(Data provided Opens)
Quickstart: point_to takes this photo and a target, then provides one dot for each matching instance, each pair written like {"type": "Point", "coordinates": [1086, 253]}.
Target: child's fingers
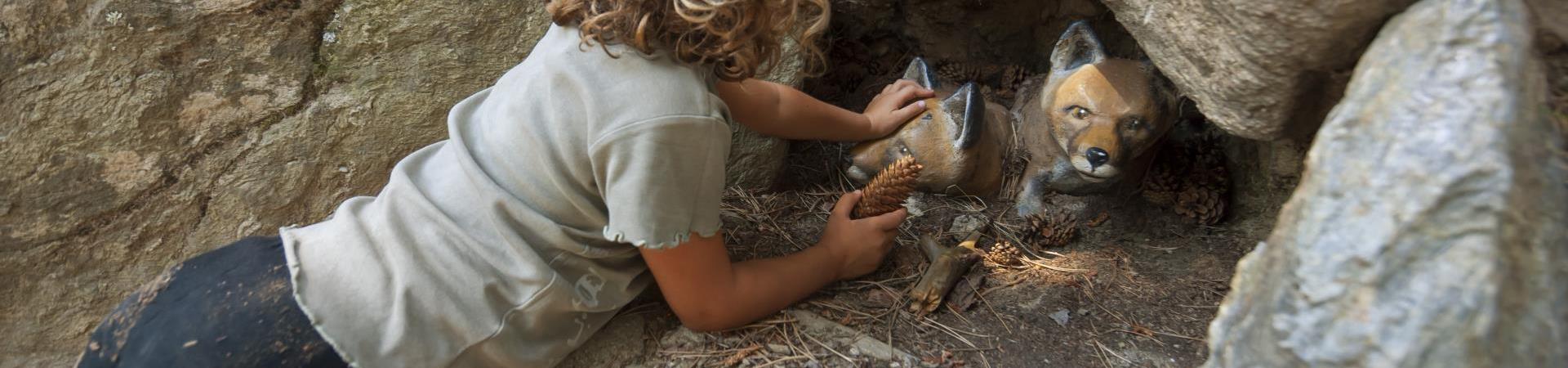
{"type": "Point", "coordinates": [845, 204]}
{"type": "Point", "coordinates": [908, 112]}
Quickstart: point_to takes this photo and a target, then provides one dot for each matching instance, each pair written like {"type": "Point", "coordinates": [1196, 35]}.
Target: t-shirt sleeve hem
{"type": "Point", "coordinates": [656, 241]}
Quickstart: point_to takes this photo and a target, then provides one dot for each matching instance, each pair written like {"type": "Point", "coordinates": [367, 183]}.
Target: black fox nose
(Data provided Closes)
• _Work request_
With the images left out, output all the entries above exactly.

• _Task output_
Quickstart: point_to takes this photo and a target, then provides one dot for each matching instance, each pair written like {"type": "Point", "coordinates": [1086, 253]}.
Target: child's fingers
{"type": "Point", "coordinates": [845, 204]}
{"type": "Point", "coordinates": [908, 112]}
Quickstart: point_to takes this photo and a target, then provides one dot for each matching instance, each pair written like {"type": "Point", "coordinates": [1196, 35]}.
Target: t-shirt sleeve hem
{"type": "Point", "coordinates": [656, 241]}
Quickstart: point_to takes this photo and a target, then provides one dot for each matching instance, each pair written like {"type": "Point", "coordinates": [367, 183]}.
Target: black fox nose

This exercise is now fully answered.